[Point annotation data excerpts]

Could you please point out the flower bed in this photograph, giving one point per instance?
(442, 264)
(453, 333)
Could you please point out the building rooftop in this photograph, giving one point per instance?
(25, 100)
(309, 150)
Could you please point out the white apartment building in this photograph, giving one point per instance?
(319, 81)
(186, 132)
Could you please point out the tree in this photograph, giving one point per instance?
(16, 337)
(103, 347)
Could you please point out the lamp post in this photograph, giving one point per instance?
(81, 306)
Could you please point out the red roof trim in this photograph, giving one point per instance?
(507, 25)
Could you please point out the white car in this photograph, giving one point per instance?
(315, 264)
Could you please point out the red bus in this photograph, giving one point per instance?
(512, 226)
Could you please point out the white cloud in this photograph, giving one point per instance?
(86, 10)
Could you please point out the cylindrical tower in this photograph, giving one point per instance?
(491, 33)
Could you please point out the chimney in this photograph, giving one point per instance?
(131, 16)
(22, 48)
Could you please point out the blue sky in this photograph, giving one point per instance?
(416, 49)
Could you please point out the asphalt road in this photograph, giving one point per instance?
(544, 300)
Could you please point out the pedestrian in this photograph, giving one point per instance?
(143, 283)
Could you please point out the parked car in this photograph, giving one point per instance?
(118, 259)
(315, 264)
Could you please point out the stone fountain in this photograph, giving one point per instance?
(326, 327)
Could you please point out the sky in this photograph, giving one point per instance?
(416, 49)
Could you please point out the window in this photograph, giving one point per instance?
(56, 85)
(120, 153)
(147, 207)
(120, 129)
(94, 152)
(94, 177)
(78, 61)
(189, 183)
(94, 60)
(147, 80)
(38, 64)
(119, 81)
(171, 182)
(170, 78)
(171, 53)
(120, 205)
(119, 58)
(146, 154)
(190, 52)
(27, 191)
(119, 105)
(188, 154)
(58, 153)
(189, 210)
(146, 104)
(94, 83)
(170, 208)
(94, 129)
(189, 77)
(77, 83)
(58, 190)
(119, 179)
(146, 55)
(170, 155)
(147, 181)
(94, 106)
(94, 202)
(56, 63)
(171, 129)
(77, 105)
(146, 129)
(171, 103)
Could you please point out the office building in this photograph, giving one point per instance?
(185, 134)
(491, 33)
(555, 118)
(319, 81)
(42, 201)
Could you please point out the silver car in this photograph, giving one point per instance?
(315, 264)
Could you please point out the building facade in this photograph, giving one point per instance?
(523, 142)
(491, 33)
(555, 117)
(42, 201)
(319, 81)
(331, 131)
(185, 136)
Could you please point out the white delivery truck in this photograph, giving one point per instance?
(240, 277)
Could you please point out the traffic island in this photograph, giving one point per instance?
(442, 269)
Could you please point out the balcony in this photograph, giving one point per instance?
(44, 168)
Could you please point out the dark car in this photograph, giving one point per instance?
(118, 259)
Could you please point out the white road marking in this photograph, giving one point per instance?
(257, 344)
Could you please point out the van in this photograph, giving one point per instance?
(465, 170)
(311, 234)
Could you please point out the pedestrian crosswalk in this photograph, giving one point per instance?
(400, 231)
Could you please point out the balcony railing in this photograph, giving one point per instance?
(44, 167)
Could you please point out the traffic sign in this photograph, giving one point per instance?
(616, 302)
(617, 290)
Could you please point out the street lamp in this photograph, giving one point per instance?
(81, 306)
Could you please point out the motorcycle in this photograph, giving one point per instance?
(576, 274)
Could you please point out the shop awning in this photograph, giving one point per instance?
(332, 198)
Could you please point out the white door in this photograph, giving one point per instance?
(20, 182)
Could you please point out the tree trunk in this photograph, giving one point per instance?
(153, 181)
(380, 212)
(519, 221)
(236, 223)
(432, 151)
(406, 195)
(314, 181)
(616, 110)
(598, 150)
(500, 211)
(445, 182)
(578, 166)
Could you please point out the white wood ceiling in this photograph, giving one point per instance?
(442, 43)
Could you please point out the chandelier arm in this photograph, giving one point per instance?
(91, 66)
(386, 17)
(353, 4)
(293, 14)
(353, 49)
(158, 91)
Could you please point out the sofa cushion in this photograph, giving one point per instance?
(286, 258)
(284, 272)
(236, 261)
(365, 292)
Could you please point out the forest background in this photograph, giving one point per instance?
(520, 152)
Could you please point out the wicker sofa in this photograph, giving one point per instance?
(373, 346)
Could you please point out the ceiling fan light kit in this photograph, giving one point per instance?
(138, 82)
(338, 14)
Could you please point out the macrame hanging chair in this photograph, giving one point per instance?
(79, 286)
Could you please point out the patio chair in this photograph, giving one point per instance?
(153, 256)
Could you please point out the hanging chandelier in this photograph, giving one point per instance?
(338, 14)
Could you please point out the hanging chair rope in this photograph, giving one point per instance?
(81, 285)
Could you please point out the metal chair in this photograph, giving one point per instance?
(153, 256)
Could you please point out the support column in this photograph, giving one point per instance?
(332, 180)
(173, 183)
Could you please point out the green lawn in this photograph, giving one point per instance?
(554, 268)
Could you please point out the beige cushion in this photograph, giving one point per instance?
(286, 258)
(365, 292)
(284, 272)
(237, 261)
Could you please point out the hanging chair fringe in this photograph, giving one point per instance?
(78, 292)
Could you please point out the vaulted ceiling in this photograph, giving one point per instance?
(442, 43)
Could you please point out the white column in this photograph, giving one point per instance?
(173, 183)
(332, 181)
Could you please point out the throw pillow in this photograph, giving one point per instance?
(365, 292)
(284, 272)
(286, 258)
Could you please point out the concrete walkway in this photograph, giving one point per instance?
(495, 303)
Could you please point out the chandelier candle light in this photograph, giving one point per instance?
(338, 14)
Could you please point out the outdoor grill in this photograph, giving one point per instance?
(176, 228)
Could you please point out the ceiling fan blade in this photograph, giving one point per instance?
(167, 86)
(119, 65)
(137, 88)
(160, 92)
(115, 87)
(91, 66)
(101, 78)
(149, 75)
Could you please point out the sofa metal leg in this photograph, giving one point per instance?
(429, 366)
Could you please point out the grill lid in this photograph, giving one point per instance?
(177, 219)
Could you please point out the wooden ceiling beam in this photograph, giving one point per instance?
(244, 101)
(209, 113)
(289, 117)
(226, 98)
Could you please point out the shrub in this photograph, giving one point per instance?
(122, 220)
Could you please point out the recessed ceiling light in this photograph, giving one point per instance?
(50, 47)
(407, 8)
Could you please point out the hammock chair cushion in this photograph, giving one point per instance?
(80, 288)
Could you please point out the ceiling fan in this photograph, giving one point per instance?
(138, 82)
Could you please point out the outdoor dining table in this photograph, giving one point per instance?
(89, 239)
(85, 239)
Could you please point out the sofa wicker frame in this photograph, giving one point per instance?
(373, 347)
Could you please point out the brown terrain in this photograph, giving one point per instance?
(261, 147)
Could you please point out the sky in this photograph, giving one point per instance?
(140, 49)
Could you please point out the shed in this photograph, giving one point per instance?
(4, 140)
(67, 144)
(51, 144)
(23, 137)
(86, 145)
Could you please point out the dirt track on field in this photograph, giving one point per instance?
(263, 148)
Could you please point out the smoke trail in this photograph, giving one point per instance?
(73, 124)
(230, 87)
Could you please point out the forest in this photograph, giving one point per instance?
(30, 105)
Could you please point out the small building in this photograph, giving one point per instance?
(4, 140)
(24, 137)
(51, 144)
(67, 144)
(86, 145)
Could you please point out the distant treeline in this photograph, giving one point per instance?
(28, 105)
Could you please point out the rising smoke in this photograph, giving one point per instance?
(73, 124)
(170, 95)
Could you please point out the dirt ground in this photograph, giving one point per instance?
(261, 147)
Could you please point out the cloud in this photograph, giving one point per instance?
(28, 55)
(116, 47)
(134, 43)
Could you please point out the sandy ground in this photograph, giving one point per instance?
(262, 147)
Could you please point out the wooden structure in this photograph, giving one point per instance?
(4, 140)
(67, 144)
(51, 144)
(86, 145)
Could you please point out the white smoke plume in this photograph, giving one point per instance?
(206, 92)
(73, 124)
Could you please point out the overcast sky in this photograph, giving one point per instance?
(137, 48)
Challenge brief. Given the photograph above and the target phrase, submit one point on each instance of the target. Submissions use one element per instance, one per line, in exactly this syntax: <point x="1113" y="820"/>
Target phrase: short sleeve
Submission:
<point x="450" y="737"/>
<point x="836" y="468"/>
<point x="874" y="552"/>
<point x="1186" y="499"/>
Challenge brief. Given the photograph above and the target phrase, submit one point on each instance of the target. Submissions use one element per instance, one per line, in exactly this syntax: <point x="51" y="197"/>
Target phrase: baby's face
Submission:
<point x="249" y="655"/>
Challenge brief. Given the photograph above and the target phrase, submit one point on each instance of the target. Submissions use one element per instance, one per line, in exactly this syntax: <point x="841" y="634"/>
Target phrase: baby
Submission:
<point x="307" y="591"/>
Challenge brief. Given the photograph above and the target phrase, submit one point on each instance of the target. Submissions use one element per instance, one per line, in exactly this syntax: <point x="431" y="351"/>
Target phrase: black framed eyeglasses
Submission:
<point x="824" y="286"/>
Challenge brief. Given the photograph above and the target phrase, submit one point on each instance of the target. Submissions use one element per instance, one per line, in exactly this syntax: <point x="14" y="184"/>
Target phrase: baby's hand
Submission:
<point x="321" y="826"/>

*AIM:* From the items above, pick out every line that contains the word "wicker", matching case exactly, and copy each one in full.

*RESULT BELOW:*
Could you please point out the wicker sofa in this photograph, giving one point per instance?
Could you please point out the sofa wicker frame in this photograph, giving one point per instance?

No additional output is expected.